Every record should be repeated exactly, except that pictures are left out.

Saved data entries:
BEGIN

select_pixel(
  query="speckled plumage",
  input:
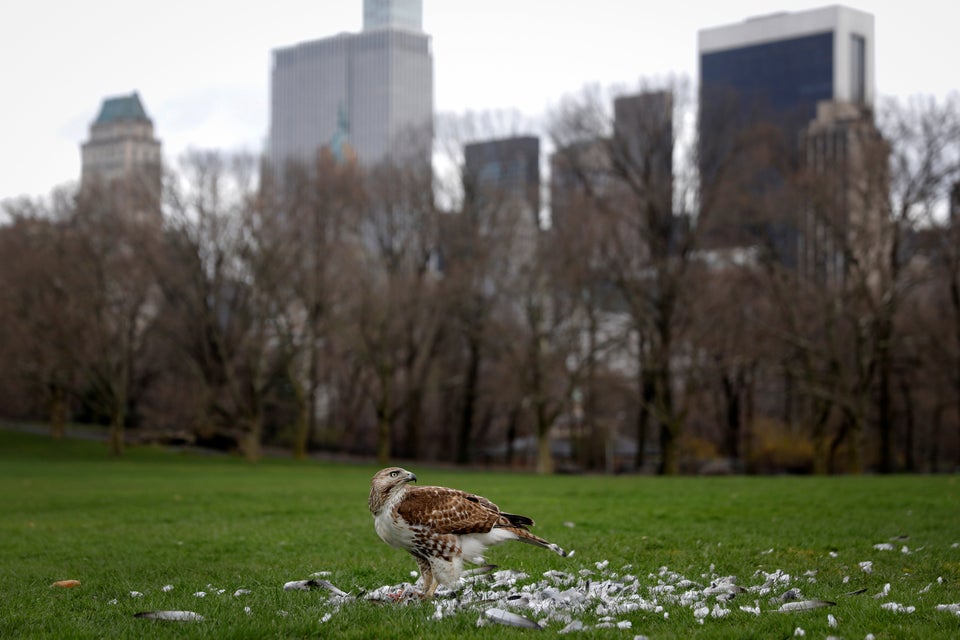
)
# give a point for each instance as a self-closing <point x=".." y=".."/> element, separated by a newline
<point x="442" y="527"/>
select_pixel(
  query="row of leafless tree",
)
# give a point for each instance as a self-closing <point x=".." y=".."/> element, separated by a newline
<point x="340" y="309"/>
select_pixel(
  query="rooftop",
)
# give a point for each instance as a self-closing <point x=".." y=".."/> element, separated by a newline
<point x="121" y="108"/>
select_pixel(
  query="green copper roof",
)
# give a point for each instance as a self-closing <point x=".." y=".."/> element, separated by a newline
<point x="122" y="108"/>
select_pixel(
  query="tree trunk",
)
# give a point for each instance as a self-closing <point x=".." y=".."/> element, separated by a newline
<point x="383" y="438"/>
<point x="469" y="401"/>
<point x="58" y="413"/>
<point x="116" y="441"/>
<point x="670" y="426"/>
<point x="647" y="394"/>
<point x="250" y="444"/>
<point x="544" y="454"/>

END

Final result:
select_pixel(
  query="speckled plumage",
  input:
)
# give a point for each instance as a self-closing <point x=".." y=".."/> element, separated by a newline
<point x="442" y="527"/>
select_pixel(
  query="row of leafless tree",
)
# give a point for each instance as a self-closing <point x=".." y=".."/> element, separated by a newline
<point x="340" y="309"/>
select_pixel(
  query="rooftop",
)
# give a point for each instance as a self-closing <point x=".." y=".."/> element, separated by a newline
<point x="121" y="108"/>
select_pixel(
  query="green copper roof",
)
# give a point for each instance as a self-closing <point x=".." y=".."/> element, separated by a newline
<point x="122" y="108"/>
select_pixel(
  query="tree trunk",
)
# give a point for each instance as a self-closing <point x=".." y=".."/> element, separated by a newline
<point x="383" y="438"/>
<point x="469" y="401"/>
<point x="58" y="413"/>
<point x="116" y="441"/>
<point x="670" y="426"/>
<point x="647" y="394"/>
<point x="250" y="444"/>
<point x="544" y="454"/>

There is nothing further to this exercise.